Extracted data entries
--*--
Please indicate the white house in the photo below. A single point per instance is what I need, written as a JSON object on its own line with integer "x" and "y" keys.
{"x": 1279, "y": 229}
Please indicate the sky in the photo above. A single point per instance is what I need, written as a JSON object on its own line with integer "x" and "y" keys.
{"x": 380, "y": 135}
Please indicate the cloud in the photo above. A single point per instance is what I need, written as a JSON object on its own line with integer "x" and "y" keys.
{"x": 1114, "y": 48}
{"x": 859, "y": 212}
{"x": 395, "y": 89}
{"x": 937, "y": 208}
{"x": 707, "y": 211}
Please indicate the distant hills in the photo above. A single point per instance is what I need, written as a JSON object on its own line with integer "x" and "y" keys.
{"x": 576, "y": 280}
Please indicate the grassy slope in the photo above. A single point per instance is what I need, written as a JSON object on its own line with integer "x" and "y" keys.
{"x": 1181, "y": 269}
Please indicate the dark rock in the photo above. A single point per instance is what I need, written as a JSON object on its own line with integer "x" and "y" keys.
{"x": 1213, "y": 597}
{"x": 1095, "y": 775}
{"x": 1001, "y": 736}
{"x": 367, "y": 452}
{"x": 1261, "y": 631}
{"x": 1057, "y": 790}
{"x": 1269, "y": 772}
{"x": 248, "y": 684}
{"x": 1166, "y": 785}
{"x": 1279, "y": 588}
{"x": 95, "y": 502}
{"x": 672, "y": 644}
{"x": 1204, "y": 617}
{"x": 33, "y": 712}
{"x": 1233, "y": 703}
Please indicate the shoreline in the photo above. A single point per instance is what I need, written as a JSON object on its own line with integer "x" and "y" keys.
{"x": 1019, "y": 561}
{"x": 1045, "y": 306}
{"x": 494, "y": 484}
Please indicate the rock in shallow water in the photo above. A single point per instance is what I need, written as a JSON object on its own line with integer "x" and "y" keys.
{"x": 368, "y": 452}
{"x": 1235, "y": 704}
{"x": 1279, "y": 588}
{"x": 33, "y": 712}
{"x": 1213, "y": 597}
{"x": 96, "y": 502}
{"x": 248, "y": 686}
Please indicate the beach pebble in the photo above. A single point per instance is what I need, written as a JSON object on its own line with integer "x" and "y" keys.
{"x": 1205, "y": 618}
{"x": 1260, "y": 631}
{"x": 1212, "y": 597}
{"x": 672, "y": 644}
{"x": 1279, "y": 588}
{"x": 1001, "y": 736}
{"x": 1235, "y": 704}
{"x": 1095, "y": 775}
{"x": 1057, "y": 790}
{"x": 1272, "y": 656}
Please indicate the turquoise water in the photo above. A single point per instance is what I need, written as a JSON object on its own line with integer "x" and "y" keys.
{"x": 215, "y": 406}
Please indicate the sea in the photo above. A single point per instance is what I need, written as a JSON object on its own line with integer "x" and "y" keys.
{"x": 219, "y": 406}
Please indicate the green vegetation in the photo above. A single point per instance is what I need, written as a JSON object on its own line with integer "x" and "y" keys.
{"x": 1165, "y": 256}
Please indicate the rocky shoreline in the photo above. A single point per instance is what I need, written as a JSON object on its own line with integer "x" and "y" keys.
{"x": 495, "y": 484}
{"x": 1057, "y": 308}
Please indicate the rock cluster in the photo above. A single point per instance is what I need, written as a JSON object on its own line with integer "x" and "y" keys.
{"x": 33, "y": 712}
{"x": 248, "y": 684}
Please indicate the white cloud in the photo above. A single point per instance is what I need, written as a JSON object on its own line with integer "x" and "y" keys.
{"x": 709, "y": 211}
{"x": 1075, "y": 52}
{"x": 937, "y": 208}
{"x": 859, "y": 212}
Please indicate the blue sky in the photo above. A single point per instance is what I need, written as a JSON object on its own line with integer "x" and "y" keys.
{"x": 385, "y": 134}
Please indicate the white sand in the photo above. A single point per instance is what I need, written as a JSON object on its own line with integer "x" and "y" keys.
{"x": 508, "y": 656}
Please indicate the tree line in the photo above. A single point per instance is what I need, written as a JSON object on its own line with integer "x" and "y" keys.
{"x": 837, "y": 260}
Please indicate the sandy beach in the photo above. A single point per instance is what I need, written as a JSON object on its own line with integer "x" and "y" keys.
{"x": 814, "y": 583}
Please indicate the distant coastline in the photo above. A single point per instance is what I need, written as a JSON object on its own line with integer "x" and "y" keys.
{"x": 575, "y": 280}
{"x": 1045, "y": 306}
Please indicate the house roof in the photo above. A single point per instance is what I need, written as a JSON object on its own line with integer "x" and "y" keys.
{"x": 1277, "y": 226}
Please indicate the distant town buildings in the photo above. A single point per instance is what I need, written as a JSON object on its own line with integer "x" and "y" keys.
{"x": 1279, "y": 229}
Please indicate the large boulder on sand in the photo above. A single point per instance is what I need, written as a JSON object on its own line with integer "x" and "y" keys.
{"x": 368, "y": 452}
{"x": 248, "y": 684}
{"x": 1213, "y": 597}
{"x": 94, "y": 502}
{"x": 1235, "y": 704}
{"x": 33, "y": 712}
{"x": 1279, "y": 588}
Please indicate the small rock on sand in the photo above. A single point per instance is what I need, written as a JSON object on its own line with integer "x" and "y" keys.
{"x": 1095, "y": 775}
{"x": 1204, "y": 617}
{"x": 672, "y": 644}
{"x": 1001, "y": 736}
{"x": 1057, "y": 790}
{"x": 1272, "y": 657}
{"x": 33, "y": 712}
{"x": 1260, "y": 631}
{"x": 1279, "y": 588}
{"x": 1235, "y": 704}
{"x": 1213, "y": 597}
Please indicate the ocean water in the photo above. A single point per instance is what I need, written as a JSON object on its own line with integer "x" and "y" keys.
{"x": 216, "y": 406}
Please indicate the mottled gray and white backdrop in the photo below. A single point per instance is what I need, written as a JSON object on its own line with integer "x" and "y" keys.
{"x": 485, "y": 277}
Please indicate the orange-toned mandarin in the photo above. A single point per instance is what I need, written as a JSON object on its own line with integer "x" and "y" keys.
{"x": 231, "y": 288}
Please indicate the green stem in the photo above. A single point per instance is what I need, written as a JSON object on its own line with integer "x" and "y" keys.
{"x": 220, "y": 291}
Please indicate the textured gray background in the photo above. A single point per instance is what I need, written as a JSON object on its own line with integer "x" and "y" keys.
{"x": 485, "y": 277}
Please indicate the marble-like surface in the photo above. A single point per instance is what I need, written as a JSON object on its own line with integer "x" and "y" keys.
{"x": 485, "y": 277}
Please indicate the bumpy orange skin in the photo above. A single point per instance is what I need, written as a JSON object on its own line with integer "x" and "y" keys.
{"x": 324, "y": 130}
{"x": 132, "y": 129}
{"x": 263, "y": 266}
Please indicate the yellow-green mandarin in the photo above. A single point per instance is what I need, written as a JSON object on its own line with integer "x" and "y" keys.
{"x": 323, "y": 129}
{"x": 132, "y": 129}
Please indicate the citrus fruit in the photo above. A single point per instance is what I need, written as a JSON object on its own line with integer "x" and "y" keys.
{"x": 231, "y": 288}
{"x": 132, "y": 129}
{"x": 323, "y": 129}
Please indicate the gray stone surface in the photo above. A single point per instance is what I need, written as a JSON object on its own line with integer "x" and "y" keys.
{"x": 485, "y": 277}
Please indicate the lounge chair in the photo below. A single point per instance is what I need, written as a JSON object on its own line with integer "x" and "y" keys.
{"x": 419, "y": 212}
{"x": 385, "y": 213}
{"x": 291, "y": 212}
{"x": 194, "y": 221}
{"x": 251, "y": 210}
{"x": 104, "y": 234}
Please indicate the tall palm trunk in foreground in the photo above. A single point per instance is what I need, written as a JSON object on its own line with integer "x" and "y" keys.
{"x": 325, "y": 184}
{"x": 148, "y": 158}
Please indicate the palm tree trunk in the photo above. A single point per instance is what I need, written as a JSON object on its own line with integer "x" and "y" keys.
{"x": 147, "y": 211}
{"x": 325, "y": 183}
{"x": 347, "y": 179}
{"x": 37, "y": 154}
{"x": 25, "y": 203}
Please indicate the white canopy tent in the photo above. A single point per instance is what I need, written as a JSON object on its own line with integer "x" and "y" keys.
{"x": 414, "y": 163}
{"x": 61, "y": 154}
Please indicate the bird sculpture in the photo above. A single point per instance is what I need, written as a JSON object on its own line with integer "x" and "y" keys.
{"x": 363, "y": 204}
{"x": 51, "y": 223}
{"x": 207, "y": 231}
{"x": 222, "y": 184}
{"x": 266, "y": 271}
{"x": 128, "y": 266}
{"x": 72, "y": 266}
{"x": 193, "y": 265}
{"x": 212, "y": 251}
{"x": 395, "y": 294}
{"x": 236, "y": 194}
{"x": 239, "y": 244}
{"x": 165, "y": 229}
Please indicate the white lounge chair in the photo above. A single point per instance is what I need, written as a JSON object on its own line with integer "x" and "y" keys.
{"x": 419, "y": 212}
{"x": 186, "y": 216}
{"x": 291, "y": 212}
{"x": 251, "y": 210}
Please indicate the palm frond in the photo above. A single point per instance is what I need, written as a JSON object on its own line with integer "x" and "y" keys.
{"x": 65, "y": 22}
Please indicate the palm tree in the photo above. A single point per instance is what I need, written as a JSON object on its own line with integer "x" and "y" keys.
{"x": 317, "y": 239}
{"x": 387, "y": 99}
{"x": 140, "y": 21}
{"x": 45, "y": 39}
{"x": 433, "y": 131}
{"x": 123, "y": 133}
--*--
SET TASK: From the line containing "Please indicate the white canopy" to the last line of the material, please quote every line exactly and only those.

REPLY:
Please indicate the white canopy tent in the photo above. A single point per instance is what I need, written as a JSON object on its own line with integer "x" and "y" keys.
{"x": 414, "y": 163}
{"x": 61, "y": 154}
Please indicate the bird sculpture in the photo above. A single point per instance is what I need, written as a JSON object on its own line with integer "x" and "y" keys.
{"x": 363, "y": 204}
{"x": 51, "y": 223}
{"x": 207, "y": 231}
{"x": 222, "y": 184}
{"x": 266, "y": 271}
{"x": 128, "y": 266}
{"x": 72, "y": 266}
{"x": 193, "y": 265}
{"x": 212, "y": 251}
{"x": 395, "y": 294}
{"x": 236, "y": 194}
{"x": 239, "y": 244}
{"x": 165, "y": 229}
Please indicate the white lounge chair in the photo above. A single point per instance is what I need, written as a JSON object on its own line with integer "x" and "y" keys.
{"x": 419, "y": 212}
{"x": 186, "y": 216}
{"x": 291, "y": 212}
{"x": 251, "y": 210}
Please indicate the palm frond in the photo above. A single point per instance is what I need, written as a JSON object on its own line with integer "x" and "y" keys.
{"x": 65, "y": 22}
Please indicate the palm tree in the photo above. A single point per instance is what I need, written as a JSON object on its own line with integer "x" and "y" keys.
{"x": 317, "y": 239}
{"x": 387, "y": 99}
{"x": 140, "y": 21}
{"x": 45, "y": 39}
{"x": 433, "y": 131}
{"x": 123, "y": 133}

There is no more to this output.